• **Goal of the exercise**: Please give back, word for word, each line from the start of the entries through the one in which "Target: terracotta pot" is found.

• **Dataset entries**:
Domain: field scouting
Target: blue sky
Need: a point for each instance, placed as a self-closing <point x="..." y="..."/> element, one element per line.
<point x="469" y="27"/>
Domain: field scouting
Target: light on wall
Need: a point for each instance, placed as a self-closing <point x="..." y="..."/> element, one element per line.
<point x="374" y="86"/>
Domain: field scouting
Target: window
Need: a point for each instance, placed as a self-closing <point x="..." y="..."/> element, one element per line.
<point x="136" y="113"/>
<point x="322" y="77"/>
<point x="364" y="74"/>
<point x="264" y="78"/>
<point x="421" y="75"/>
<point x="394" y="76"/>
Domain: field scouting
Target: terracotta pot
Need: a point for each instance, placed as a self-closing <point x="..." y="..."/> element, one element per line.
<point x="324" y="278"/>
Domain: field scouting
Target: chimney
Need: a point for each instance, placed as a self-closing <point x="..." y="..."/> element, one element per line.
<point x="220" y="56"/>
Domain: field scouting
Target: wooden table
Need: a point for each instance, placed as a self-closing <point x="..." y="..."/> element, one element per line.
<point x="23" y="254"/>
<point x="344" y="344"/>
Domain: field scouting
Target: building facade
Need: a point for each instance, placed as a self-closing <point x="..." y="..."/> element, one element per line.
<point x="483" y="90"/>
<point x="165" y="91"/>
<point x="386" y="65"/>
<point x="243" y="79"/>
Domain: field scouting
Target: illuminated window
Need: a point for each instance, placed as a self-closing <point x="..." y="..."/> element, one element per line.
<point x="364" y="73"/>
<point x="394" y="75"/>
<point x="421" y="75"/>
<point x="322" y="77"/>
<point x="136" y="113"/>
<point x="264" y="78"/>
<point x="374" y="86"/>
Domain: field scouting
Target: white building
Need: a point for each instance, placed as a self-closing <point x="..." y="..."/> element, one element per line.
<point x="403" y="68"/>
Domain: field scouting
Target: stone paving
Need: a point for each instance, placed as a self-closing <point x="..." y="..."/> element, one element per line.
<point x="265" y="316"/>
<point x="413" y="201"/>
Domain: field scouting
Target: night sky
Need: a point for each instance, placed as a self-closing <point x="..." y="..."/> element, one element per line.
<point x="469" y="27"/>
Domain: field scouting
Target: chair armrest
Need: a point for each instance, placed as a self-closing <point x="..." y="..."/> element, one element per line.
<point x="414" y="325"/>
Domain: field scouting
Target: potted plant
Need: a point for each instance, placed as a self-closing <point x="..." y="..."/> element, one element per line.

• **Solution below**:
Domain: field scouting
Target: blue sky
Need: a point for each instance, placed as a self-closing <point x="..." y="..."/> element, one element per line.
<point x="469" y="27"/>
Domain: field scouting
Target: light on wall
Need: a point for each instance, placed as a self-closing <point x="..." y="..."/> element, one element per line.
<point x="374" y="86"/>
Domain: field scouting
Target: window
Need: a point for each instance, placed as a self-closing <point x="..." y="..."/> element, one element per line.
<point x="136" y="113"/>
<point x="322" y="77"/>
<point x="364" y="74"/>
<point x="264" y="78"/>
<point x="421" y="75"/>
<point x="394" y="76"/>
Domain: field scouting
Target: terracotta pot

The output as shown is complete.